Yapılacak işler
1/ Kayıtlarda "Each instance of the dark" ifadesinin geçtiği satırdan başlayın ve "pixel 183 156" ifadesinin geçtiği satırdan sonra durun. Bu satırlardaki "dark storm cloud" ifadesini "gray rain cloud" ile değiştirip satırları düzenlenmiş hâliyle yeniden yazın, başka hiçbir yeri değiştirmeyin.
2/ Sömestri tatilinde evde yalnız kalmayı anlatan yazıyı, bittiği yerden sürdürün.

Sömestri tatili gelip çatınca haliyle
hanım ve çocuklar doğru ananelerinin yanına giderse sen de ev de yalnız yaşamak
zorunda kalıyorsun mecburen, başına ilginç ve kayda değer olaylar geliyor
insanın. İşte bu yazı o sebep ile kaleme alınıyor...
Sabah zaten hemen işe gidiyoruz saat
06.55 yola koyulma vaktimiz. Tabi bunu için saat 06.30 da ayakta olmalısınız.
Saat çalar, kızarım, bir daha çalar, bir daha kızarım. Çizgi filmlerde ki gibi
saati ayağımın altına alıp gebertsem o da olmaz, kırıldı mı dünyanın parası.
Yok yok ben bunun ile başa çıkamayacağım en iyisi kalkmak. Esneyip durmasam.
Git önce şapır şupur yüzünü yıka Ahmet. Buzdolabına bak dişe dokunur acil
atıştırmalık bir şey var mı? Hanım giderken abur ve cubur bırakmıştı. Aburları
akşam yemişim azıcık cubur kalmış. Ama ne yalan söyleyeyim akşam ki aburlar
daha lezzetliydi...
Gündüz mesaisi belli olmuyor, insan
bazen fazla bazen daha az yorulabiliyor bir önceki güne nazaran. Yorgun olsan
da olmasan da akşam varınca ılık bir duş insanı her zaman kendine getiriyor.

Verilen kayıtlar

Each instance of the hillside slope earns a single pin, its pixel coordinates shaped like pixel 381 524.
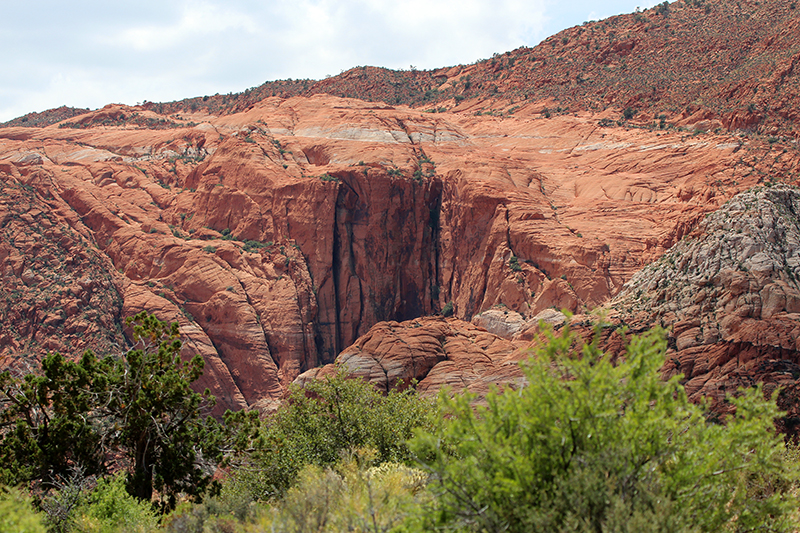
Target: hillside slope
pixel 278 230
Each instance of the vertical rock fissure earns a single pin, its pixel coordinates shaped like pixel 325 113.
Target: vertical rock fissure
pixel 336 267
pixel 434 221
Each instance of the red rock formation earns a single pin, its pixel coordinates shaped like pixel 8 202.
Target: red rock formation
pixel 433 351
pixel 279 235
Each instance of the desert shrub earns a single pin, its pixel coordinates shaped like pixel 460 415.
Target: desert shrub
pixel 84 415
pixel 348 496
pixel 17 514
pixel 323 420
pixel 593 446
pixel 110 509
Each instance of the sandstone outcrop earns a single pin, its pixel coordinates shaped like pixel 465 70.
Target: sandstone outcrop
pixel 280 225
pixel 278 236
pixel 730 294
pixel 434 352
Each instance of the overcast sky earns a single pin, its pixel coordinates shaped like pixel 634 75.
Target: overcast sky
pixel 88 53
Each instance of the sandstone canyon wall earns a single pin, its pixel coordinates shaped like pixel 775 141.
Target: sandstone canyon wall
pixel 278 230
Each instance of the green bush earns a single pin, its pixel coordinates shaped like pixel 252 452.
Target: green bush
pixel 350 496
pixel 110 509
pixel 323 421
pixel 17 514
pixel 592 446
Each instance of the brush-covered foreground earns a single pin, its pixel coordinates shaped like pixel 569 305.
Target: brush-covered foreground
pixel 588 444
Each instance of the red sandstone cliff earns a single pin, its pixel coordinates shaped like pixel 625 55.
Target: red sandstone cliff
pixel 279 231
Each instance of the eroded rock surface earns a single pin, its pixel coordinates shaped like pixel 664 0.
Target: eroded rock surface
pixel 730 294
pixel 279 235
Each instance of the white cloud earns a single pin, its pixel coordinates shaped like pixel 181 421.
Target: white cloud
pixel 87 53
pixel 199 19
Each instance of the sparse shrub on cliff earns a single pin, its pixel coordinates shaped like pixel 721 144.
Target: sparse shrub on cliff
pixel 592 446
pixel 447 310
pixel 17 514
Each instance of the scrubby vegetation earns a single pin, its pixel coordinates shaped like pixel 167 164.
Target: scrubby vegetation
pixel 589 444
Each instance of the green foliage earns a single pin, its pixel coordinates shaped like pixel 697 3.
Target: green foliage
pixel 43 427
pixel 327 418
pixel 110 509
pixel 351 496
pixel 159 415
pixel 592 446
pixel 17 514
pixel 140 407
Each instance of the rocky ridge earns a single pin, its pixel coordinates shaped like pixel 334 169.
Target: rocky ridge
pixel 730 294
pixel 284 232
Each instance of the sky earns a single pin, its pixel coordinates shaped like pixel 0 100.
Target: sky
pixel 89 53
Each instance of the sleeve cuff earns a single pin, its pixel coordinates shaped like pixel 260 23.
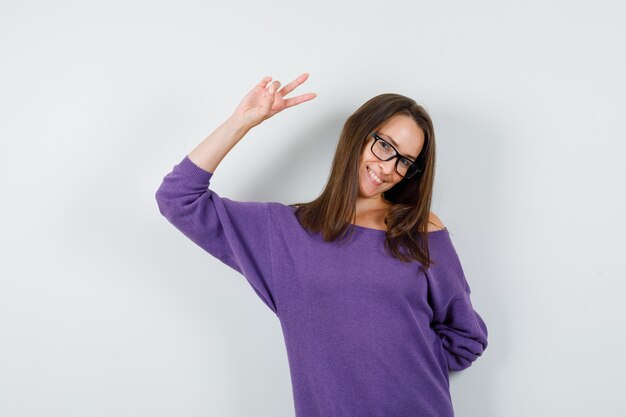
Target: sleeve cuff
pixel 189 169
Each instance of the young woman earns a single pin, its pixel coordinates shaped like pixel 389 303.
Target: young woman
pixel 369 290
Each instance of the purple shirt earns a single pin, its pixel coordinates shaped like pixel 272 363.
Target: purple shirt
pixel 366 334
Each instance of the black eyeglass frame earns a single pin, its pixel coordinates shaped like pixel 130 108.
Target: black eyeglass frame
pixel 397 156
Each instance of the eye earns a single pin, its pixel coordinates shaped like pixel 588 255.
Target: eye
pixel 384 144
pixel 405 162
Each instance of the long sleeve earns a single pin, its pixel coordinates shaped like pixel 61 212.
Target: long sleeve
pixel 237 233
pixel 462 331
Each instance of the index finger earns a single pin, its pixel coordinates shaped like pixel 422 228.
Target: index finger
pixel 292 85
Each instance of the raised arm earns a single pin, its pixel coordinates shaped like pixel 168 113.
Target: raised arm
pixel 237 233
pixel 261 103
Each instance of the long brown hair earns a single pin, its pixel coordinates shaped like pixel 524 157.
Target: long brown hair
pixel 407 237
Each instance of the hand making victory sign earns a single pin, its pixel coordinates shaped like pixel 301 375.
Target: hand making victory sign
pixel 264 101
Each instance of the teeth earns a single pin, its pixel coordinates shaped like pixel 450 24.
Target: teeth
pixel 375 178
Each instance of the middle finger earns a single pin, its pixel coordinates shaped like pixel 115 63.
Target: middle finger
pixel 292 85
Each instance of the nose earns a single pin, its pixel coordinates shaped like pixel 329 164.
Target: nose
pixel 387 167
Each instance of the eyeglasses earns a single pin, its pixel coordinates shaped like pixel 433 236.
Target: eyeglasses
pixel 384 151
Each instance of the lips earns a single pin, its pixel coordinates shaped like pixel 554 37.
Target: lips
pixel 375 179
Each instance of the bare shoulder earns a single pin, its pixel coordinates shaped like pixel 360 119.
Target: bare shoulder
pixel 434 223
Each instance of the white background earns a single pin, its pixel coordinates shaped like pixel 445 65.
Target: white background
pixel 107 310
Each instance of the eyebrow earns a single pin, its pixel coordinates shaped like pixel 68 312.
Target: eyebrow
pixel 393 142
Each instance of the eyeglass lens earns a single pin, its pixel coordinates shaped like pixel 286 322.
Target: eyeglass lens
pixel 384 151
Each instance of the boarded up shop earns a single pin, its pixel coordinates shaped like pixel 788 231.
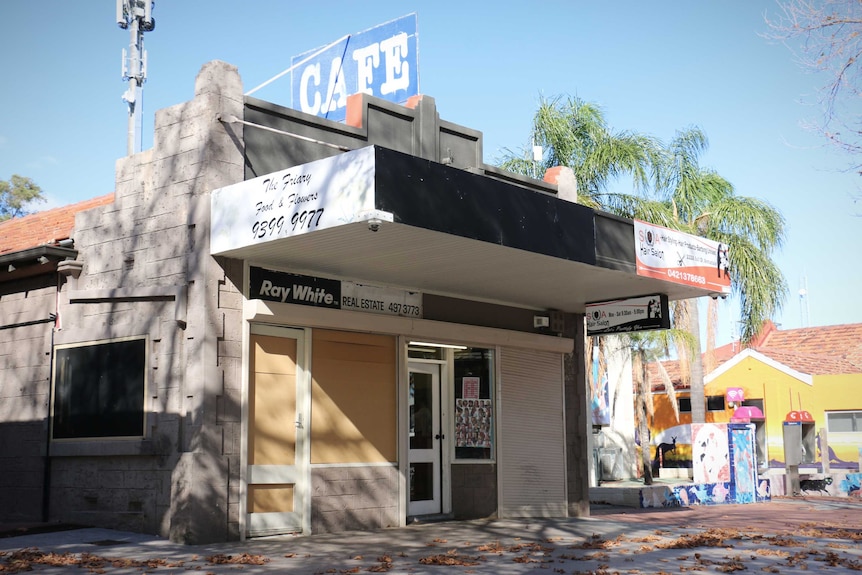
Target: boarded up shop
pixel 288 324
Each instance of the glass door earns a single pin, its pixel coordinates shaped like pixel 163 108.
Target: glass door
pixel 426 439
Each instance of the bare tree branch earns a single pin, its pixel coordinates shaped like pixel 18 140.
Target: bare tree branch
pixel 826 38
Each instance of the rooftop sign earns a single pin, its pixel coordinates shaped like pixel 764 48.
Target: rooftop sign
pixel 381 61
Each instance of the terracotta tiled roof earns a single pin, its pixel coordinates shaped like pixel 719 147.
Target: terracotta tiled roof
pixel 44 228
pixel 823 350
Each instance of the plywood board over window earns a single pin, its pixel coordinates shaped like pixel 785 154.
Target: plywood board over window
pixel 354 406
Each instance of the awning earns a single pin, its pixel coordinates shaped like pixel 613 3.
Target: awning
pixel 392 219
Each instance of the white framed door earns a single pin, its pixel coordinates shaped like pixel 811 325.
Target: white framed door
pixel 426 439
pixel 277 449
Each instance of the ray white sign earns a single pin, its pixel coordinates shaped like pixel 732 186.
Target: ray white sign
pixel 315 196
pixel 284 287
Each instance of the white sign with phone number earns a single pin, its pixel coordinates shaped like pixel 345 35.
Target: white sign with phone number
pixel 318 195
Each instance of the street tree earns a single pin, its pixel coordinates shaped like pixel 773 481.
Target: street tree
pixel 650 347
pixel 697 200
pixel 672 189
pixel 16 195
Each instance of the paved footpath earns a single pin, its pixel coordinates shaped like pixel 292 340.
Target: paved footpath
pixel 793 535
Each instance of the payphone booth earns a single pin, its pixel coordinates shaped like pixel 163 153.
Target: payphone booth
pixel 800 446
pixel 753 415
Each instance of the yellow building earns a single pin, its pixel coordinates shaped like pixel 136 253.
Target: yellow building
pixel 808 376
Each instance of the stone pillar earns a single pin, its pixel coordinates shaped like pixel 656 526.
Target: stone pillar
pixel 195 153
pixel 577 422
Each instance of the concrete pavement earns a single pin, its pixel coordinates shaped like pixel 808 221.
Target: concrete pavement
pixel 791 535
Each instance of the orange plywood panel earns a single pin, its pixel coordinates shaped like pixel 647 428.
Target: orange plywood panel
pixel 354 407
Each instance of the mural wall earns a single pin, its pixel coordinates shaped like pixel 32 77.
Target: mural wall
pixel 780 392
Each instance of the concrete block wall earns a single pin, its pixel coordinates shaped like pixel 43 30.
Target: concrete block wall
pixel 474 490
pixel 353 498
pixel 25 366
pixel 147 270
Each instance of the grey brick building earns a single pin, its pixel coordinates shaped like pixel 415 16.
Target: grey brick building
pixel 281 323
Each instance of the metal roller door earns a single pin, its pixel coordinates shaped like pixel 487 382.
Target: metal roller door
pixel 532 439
---
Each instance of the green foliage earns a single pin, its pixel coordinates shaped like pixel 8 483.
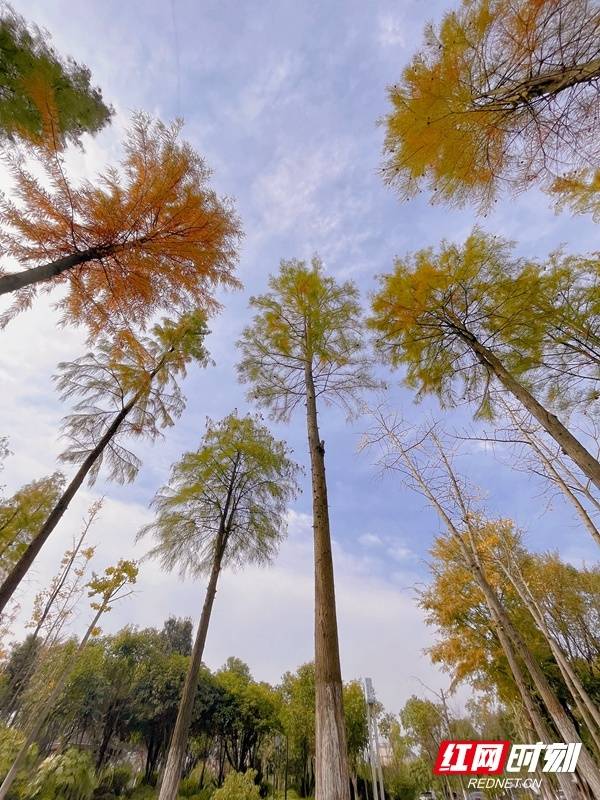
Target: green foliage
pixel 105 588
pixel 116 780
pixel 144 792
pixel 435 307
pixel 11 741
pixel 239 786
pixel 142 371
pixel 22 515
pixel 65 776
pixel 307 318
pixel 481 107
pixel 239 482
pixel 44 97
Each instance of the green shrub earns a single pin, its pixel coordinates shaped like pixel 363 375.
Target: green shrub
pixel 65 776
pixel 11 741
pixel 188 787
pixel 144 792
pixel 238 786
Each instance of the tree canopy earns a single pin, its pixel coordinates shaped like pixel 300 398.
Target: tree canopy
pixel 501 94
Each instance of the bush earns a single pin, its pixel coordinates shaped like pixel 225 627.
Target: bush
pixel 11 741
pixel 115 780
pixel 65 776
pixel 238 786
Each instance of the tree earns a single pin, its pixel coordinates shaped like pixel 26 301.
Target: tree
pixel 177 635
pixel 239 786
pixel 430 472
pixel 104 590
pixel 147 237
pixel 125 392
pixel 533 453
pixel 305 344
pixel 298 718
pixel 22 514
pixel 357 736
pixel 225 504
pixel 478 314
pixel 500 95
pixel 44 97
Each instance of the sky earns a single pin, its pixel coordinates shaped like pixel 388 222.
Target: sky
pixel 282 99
--
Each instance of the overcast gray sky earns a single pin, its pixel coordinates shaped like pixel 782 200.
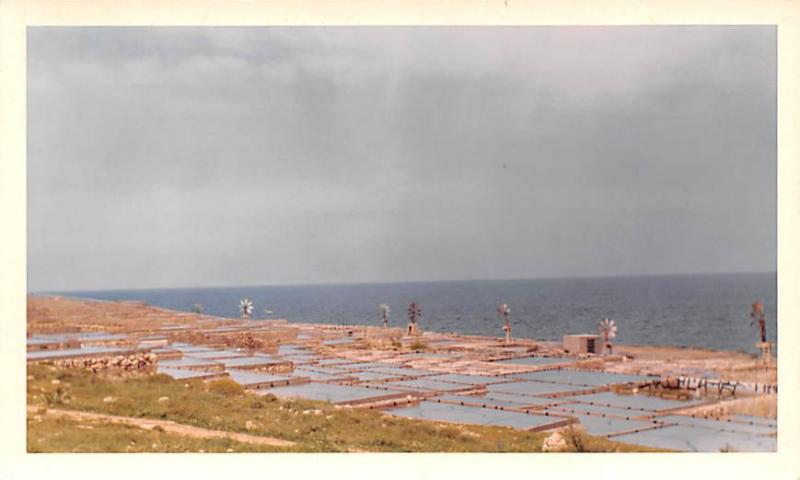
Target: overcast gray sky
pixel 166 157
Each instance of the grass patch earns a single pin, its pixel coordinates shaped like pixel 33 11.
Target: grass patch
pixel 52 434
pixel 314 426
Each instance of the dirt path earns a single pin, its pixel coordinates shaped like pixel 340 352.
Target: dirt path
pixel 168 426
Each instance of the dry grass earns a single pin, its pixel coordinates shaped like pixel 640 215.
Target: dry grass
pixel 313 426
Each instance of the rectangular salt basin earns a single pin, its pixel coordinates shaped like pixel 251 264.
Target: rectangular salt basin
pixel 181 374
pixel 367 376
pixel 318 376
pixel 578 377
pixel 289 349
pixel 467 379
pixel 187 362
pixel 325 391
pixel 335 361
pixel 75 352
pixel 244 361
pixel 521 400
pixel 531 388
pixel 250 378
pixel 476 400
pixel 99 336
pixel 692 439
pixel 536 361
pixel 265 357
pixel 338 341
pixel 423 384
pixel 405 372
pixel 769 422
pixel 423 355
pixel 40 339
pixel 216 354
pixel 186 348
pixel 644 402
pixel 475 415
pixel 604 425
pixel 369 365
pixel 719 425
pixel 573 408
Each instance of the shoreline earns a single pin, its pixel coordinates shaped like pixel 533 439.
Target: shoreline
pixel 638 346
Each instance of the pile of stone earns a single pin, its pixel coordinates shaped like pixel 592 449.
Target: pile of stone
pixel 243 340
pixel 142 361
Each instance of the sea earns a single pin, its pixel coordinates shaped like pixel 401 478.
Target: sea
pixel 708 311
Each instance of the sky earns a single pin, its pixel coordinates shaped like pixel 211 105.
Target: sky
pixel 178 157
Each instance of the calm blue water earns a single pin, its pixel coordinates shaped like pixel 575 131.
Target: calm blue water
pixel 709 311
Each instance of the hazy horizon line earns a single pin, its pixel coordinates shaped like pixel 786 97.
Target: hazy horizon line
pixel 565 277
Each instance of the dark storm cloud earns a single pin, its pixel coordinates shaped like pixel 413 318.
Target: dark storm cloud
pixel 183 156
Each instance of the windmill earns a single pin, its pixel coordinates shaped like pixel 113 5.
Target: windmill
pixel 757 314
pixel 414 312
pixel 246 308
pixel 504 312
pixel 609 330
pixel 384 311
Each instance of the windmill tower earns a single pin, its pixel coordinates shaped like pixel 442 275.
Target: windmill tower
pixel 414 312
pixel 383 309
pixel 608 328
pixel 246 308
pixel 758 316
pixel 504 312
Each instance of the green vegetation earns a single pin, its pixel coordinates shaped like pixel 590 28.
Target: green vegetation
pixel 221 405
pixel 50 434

Görev yanıtları
1/
Each instance of the gray rain cloud earns a single pin, its pixel coordinates shaped like pixel 413 318.
Target: gray rain cloud
pixel 183 156

2/
Pijamaları giy ve önce kendi kendine, sonra da duvarlar ile konuşmaya başla
Ahmet. Niye cevap vermiyor ki bu duvarlar bana ya! Ha bir de çiçekler var tabi
ki... Cevap vermedikleri aşikâr, olsun ben yine de dertlerimi anlatırım hem
duvarlara, hem de çiçeklere. Cevap vermeseler de, hiç dinlememezlik etmezler
keratalar. Yemekleri ısıtırken cam açıksa, kedi tayfasından illa ki bir iki
tanesi kokuyu alır ve pencerede miyav miyav sesleri kulağımı tırmalamaya
başlarsa, dayanamam yemek artıklarından azıcık onlara da kıyak yaparım. Bak şu
sağdaki minnoş hemen yanında ki haydut, ben taktım isimlerini her ne kadar
çağırınca gelmeseler de...
Bilgisayar ve televizyon aynı anda
açılır. Böyle olunca da insan ikilemde kalıyor. Özlü bir sözün dediği gibi ''Ne
yârdan geçiyoruz ne de serden.'' İki üç gündür çiçekleri sulamamıştım, acaba
küsmüşler midir bana? Yok be, benim çiçeklerim iyidir öyle kolay kolay küsmezler...
Dün evden çıkarken yatağı dağınık bırakmıştım, hayret kimse düzeltmemiş. Ya
dostum evde kimse yok ki kim düzeltecek, unutmuşum hay Allah! Hanım giderken üç
beş günlük yemek bırakmıştı. Yavaş yavaş onları yerim, biterse de fast food
takıl Ahmet her ne kadar sevmesen de...
Kendime bir iki konser vereyim mızıkam
ile. Repertuvarını aç baştan başla aşağıya doğru çal Ahmet. Akşam akşam fazlada
çalma, on beş yirmi dakika yeterde artar bile. Of haberlerde üzücü olaylar,
yine saçma sapan diziler, görüntü ve bilgiler dolu beyaz cam da. Hiç
seyretmesem bu televizyonu daha iyi. Dışarı çıkıp eşofman ile bir iki yürüyüş
yapayım yarım saat kadar.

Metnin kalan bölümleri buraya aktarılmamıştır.